» Given exercise
Copy exactly the lines from the "find the rock in the photo above" line to the end, both included, and nothing else.

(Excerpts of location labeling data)
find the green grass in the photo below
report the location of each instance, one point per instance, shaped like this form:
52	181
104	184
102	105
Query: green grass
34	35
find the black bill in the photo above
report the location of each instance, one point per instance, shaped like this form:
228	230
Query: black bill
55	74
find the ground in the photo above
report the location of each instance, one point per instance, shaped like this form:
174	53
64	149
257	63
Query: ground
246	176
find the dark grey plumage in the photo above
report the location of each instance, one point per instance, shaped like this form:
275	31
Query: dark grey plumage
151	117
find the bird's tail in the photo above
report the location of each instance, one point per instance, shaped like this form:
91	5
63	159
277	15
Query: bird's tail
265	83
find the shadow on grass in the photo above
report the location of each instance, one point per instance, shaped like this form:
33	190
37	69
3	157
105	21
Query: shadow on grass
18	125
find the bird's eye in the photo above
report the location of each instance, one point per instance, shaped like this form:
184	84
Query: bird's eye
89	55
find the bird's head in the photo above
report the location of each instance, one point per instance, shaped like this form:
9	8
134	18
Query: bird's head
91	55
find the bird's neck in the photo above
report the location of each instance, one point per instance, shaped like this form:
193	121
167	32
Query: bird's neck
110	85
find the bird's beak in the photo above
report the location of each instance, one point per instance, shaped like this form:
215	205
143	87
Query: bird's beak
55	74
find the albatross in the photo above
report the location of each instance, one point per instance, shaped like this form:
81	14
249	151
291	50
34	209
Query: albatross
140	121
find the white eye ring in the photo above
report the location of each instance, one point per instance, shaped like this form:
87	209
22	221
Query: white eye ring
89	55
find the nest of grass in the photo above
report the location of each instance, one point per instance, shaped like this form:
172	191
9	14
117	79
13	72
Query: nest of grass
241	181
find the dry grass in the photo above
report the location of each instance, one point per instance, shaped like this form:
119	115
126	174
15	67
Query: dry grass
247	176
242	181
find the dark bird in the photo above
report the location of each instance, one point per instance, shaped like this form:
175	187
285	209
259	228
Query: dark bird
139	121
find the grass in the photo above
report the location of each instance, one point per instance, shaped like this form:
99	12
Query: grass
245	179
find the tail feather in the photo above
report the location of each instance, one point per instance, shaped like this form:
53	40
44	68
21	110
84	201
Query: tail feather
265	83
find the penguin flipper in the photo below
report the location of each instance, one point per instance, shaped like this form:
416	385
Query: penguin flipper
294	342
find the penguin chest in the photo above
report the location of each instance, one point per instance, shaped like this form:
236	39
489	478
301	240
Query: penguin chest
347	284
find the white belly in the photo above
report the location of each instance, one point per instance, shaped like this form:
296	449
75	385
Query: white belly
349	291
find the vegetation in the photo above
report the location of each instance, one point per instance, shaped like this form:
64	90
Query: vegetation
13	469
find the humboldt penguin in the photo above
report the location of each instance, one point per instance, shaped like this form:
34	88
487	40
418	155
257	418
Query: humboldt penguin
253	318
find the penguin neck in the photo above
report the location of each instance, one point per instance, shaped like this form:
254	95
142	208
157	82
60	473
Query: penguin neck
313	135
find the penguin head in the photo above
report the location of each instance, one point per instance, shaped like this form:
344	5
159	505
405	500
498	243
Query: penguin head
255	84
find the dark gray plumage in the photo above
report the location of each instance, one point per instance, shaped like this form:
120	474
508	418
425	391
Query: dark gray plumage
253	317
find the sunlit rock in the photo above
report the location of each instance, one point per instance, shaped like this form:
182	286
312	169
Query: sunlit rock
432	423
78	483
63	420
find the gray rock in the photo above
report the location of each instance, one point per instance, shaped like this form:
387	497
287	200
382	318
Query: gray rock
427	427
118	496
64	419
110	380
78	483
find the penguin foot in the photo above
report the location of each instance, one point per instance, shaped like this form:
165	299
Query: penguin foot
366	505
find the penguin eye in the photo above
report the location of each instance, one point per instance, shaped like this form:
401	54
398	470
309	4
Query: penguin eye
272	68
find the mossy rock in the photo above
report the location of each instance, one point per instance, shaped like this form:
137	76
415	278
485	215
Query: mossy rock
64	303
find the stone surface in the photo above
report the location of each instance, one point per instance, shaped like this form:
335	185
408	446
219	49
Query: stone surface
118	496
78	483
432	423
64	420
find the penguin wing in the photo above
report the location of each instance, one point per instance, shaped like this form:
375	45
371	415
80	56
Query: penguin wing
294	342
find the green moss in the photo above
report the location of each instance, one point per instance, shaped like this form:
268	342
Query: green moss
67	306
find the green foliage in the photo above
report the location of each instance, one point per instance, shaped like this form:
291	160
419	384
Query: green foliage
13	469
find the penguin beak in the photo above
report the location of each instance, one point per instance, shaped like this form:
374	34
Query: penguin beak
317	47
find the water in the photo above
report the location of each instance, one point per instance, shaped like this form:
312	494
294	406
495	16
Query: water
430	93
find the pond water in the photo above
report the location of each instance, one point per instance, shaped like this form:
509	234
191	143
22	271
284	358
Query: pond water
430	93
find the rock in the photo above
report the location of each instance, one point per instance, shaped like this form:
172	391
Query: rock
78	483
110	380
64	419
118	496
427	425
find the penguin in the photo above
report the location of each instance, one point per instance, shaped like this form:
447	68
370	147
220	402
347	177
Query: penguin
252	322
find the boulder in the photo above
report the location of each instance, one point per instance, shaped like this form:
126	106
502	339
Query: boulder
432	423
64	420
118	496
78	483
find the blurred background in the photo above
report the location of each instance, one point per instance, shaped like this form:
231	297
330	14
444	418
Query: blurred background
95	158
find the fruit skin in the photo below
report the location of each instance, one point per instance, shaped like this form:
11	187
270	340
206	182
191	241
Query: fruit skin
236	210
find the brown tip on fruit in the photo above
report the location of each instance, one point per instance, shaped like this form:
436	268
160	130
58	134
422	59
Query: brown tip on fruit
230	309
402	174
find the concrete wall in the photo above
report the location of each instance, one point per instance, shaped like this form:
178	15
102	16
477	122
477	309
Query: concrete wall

» Exercise answer
find the rock in the photo above
report the location of each instance, one point per instance, shaped like this form:
172	391
Query: rock
78	483
110	380
64	419
118	496
427	425
find the penguin in the photo above
report the location of each instance, one point per instance, shaped like this form:
447	68
370	147
220	402
347	177
Query: penguin
252	322
find the boulder in the photo above
report the location of each instance, one point per instance, shaped like this form:
126	106
502	339
Query: boulder
432	423
64	420
118	496
78	483
find the blurred background in the photo above
report the location of each instance, one point per instance, shaped like this form:
231	297
330	14
444	418
Query: blurred background
95	158
find the fruit skin in the photo below
report the location of each instance, one point per instance, shaped like this form:
11	187
270	340
206	182
191	241
Query: fruit skin
236	210
find the brown tip on fruit in the photo above
report the location of each instance, one point per instance, shaped like this form:
436	268
160	130
58	134
422	59
Query: brown tip on fruit
230	309
402	174
find the concrete wall in the photo above
report the location of each instance, one point per instance, shaped like this form:
178	15
102	16
477	122
477	309
Query: concrete wall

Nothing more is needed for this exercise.